— Start DATA PROVIDED —
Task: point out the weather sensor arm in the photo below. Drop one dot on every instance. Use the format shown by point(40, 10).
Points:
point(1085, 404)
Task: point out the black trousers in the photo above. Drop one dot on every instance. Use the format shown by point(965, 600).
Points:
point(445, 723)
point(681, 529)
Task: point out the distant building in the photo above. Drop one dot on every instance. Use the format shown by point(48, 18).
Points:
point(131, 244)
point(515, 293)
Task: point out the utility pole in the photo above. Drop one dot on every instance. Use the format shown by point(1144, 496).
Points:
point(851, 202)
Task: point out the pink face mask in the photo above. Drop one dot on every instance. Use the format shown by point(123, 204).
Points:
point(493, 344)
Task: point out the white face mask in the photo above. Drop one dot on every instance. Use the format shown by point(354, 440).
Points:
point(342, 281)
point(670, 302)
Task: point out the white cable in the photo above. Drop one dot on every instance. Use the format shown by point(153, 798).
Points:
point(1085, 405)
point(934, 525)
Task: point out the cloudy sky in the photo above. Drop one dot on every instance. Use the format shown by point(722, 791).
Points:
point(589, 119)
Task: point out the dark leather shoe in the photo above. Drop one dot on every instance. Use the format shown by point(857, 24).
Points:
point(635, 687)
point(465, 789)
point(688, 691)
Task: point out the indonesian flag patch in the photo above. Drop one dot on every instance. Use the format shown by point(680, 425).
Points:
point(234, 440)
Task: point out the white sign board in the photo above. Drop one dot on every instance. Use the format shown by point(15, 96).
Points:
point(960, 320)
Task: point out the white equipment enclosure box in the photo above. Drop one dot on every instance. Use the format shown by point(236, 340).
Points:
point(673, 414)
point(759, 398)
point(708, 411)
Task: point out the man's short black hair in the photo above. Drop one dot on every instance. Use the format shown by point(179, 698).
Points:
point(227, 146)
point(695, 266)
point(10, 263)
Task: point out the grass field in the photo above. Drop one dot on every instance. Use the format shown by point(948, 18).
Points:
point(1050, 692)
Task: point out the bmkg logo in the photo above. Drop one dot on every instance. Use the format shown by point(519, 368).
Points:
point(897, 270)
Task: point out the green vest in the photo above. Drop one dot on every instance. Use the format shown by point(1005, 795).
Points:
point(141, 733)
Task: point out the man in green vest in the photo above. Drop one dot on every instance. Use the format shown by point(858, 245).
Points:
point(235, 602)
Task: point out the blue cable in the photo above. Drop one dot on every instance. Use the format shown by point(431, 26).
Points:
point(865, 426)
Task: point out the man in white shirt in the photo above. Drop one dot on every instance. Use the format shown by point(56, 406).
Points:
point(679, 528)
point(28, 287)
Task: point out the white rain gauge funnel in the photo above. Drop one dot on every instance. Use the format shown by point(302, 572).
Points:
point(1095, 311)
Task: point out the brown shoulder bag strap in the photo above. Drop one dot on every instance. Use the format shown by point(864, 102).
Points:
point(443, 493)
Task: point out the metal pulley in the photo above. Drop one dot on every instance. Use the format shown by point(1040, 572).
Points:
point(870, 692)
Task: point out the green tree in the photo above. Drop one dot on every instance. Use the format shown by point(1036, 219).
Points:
— End DATA PROVIDED —
▸ WHAT THE TASK REQUIRES
In the entries above, take the line containing "Task: point out the man in white" and each later line through the last, and repeat them exactly. Output nothing else.

▸ PROBLEM SOLUTION
Task: point out the man in white shirt in the photo above. Drop one dot on every instance. Use the format shown by point(56, 406).
Points:
point(679, 528)
point(28, 287)
Task: point out the white rain gauge funnel in the photo above. Drop one dot on every instance. Use the format shown by point(302, 572).
Points:
point(1095, 311)
Task: point out the brown shoulder bag strap in the photo above. Drop one dot on every instance. Use the format shown by point(864, 102).
Points:
point(443, 493)
Task: point out the metal pulley in the photo above. Drop one dot on every instance. Use the format shown by point(1040, 572).
Points:
point(870, 692)
Task: point out the green tree in the photo above. Drop one dot on every instance. Use the format shown by point(1036, 219).
Points:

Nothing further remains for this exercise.